## Document passage
Introduction
The inflammatory reaction induced by
ischemia/reperfusion is one of the most significant factors of
myocardial ischemia/reperfusion (MI/R) injury (1). In the process of inflammation,
various cytokines are released, including tumor necrosis factor-α
(TNF-α), interleukin (IL)-6 and IL-8 (2). TNF-α can trigger the inflammatory
reaction caused by MI/R. In addition, vascular endothelial cell
injury, and inflammatory cells, including neutrophils, activated by
cytokines and adhesion molecules are also included in inflammation.
Thus, TNF-α activity and the quantity of neutrophil infiltration
can be considered as indicators of the inflammatory reaction.
Resveratrol (Res) is a polyphenolic compound, which
mainly exists in red grapes and wine. In a previous epidemiological
study (3) concerning the
correlation between dietary habits and coronary heart disease, it
was observed that amongst all the developed countries, the French
consume the largest quantity of wine on average, but have the
lowest morbidity rate from coronary heart disease. This phenomenon
is termed the ‘French paradox’, which is likely to partly result
from Res in wine. Res has extensive pharmacological effects, it has
been demonstrated to have anticancer properties (4–7),
improve ifosfamide-induced Fanconi syndrome in rats (8), treat diabetic nephropathy (9) and protect neurons (10,11).
A previous study has indicated that Res also exhibits
anti-inflammatory effects; however, its role in mediating
inflammation is not well understood (12). Therefore, the present study aimed
to investigate the effect of Res on neutrophil infiltration and
TNF-α production in a rat model of MI/R, and its underling
mechanisms.
Materials and methods
Reagents
Res was purchased from Sigma Chemical Co. (St.
Louis, MO, USA). Myeloperoxidase (MPO) assay, creatinine kinase
(CK) test and lactate dehydrogenase (LDH) assay kits were purchased
from JianCheng Bioengineering Institute (Nanjing, China). A TNF-α
ELISA kit was purchased from R&D Systems (Minneapolis, MN,
USA). L-NG-nitroarginine methyl ester (L-NAME) and methylene blue
(MB) were purchased from Sigma Chemical Co. The bicinchoninic acid
(BCA) protein quantification kit was purchased from Bio-Rad
(Hercules, CA, USA).

## Available data
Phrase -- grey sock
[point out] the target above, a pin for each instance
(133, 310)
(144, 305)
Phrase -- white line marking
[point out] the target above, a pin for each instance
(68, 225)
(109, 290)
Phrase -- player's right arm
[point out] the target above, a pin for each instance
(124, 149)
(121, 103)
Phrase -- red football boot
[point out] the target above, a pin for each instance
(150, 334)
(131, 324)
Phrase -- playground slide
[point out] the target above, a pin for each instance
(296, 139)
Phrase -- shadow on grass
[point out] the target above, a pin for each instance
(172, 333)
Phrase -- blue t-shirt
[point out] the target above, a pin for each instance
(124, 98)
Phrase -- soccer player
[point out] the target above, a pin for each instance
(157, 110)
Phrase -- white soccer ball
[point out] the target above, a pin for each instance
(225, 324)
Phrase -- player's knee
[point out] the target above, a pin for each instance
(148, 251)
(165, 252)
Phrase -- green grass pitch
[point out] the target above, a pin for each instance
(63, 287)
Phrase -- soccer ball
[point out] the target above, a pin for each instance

## Exercise goal
Translate this sentence from the resveratrol passage into Spanish: "Resveratrol (Res) is a polyphenolic compound, which mainly exists in red grapes and wine." Rely only on the text for this.

## Answer section
El resveratrol (Res) es un compuesto polifenólico que se encuentra principalmente en las uvas tintas y el vino.